■ Exercise task ■
Return all entries word for word, but drop any images.

+++ Available data +++

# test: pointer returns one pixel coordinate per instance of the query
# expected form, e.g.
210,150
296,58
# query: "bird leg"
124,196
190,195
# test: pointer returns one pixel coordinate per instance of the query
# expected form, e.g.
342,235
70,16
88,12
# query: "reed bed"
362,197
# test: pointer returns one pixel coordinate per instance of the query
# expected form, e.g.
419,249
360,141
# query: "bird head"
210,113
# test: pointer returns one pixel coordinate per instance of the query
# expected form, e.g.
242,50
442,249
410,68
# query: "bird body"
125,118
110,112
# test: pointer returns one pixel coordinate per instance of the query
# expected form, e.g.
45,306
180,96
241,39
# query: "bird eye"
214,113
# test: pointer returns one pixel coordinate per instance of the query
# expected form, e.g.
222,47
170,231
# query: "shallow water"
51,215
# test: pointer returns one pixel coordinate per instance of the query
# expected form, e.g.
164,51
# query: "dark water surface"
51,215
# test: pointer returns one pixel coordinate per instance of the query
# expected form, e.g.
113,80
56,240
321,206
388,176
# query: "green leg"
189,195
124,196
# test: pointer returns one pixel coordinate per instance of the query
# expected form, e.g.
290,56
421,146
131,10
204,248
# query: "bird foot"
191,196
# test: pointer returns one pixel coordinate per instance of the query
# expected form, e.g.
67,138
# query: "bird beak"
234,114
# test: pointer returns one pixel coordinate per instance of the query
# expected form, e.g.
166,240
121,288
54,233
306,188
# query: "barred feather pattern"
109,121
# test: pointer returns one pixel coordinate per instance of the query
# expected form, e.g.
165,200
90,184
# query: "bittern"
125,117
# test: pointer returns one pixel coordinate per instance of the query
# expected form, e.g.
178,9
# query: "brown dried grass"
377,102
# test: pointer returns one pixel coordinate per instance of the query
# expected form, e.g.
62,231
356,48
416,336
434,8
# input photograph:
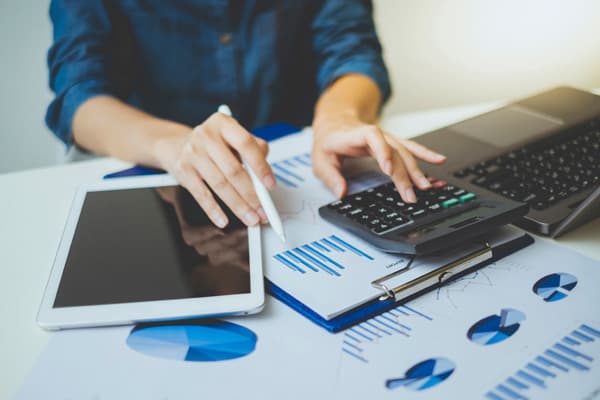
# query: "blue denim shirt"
268,59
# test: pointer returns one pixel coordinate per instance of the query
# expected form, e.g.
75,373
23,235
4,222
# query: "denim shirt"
269,60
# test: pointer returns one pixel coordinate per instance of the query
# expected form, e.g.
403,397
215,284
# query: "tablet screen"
151,244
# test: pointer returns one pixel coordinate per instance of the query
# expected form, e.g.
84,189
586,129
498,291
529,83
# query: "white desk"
33,208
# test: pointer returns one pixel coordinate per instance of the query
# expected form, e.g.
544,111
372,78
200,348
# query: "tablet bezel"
144,311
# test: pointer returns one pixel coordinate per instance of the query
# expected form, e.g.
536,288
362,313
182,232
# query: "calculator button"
449,203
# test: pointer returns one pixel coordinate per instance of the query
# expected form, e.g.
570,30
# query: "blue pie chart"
496,328
201,341
424,375
555,287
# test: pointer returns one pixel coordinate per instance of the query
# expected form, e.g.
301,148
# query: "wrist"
332,120
166,145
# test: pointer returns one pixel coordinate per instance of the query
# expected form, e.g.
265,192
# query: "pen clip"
443,274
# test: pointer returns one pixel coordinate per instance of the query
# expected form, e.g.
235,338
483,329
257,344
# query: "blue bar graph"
590,330
388,324
560,358
292,171
517,384
331,255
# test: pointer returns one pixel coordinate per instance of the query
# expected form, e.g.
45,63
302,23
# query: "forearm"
107,126
354,96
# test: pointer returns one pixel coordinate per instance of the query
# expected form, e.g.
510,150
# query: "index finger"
250,149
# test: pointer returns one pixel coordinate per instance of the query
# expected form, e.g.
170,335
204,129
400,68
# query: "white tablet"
141,249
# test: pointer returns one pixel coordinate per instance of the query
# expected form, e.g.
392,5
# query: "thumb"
327,168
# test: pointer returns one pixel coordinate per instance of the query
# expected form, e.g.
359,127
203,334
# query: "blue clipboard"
377,306
367,310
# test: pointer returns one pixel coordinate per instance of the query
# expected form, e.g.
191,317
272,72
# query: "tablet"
141,249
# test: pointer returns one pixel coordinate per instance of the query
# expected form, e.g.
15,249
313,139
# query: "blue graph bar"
509,392
398,310
572,352
417,312
302,161
566,360
301,261
288,263
351,248
285,181
590,330
372,325
361,358
320,246
571,341
361,334
288,172
389,326
349,336
493,396
540,370
550,363
333,245
322,256
531,379
582,336
317,262
517,384
347,343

+++

■ Result for this task ■
# test: pointer returns one pixel coordinate per instance of the query
# expected form, e.g.
210,150
296,58
# query: "bird leg"
124,196
190,195
# test: pointer returns one pixel coordinate per instance of the query
# expected form, e.g.
342,235
70,16
88,12
# query: "reed bed"
362,197
# test: pointer returns one pixel coordinate per instance of the query
# expected form, e.g.
419,249
360,141
# query: "bird head"
210,113
# test: pointer returns one pixel coordinate per instance of the query
# expected form, e.g.
242,50
442,249
410,68
# query: "bird body"
125,118
110,112
# test: pointer returns one pixel coordinate per instance of the query
# expected form, e.g.
45,306
180,96
241,39
# query: "bird eye"
214,113
# test: pointer returns one pixel coordinate per instance of the query
# expected form, e.g.
222,47
170,231
# query: "shallow water"
51,215
# test: pointer returns one pixel coordinate per instance of the query
# expected form, e.g.
164,51
# query: "dark water surface"
51,215
# test: pointer returns one pixel coordinate per instance of the query
# expected form, e.g.
113,80
56,240
321,206
388,176
# query: "green leg"
189,195
124,196
# test: pointer returns one pixel coordinate per instance of the query
# expected form, e.g.
290,56
421,146
131,10
204,248
# query: "bird foot"
191,196
# test: pointer returns one pixel coordinate per instance of the query
# expected form, e.g.
67,138
# query: "bird beak"
234,114
# test: pointer returns one pixel coordinate per instance of the query
# expected form, e.g.
166,240
121,288
54,233
306,188
# query: "barred feather pattern"
109,121
# test: pointer returns one pixel coordinate per instance of the query
# expected form, e.g.
165,200
90,184
# query: "bittern"
125,117
# test: pointer returns one pixel coordinate per instance of the query
# expected form, e.g.
178,9
# query: "brown dried grass"
377,102
# test: pointer returns one pixel coordinate per instance of the query
# expected form, e.g.
62,231
356,48
416,336
434,8
# input photograph:
# query: "blue denim shirt"
268,59
# test: pointer returns one pixel coordinate per instance of the query
# expected form, e.g.
75,373
23,235
4,222
# query: "denim shirt"
269,60
# test: pointer returns one pixel coordinate per instance of the query
# expected form, e.g.
403,397
215,284
# query: "tablet screen"
151,244
# test: pointer returns one pixel coordinate per instance of the query
# expected form, e.g.
84,189
586,129
498,291
529,83
# query: "white desk"
33,208
# test: pointer returns one pixel coordinate per instance of the query
# expected form, e.g.
544,111
372,78
200,348
# query: "tablet bezel"
144,311
# test: pointer returns one pixel coordinate per instance of the query
# expected form, e.g.
536,288
362,313
182,232
# query: "calculator button"
449,203
# test: pointer returns one pixel coordinate per instance of the query
# expected form, e.g.
570,30
# query: "blue pie chart"
496,328
201,341
424,375
555,287
# test: pointer returns one pixel coordinate per instance of the query
# expected form, e.g.
301,148
# query: "wrist"
332,120
166,145
# test: pointer returns one pixel coordinate per instance of the query
# expected form, e.g.
265,192
# query: "pen clip"
443,274
# test: pointer returns one pixel coordinate per instance of the query
# expected form, e.g.
235,338
483,329
257,344
# query: "blue bar graph"
590,330
388,324
560,358
292,171
517,384
331,255
# test: pointer returns one pixel coordinate per instance of the query
# expected form, e.g.
45,63
302,23
# query: "forearm"
107,126
354,96
# test: pointer returns one pixel coordinate per instance of the query
# expected form, e.g.
510,150
# query: "index finger"
250,149
# test: pointer returns one pixel coordinate per instance of the query
# expected form, e.g.
170,335
204,129
400,68
# query: "white tablet"
141,249
# test: pointer returns one pixel coordinate per instance of the query
# expected form, e.g.
392,5
# query: "thumb"
327,168
# test: pointer returns one pixel coordinate per instance of the query
# expected form, e.g.
359,127
203,334
# query: "blue clipboard"
377,306
367,310
# test: pointer returns one pixel coordinate per instance of the query
# expected form, e.g.
191,317
272,72
# query: "tablet"
141,249
# test: pointer returns one pixel coordinate per instance of the query
# expected form, e.g.
15,249
313,139
# query: "blue graph bar"
509,392
398,310
572,352
417,312
302,161
566,360
301,261
288,263
351,248
285,181
590,330
372,325
361,358
320,246
571,341
361,334
288,172
389,326
349,336
493,396
540,370
550,363
333,245
322,256
531,379
582,336
317,262
517,384
347,343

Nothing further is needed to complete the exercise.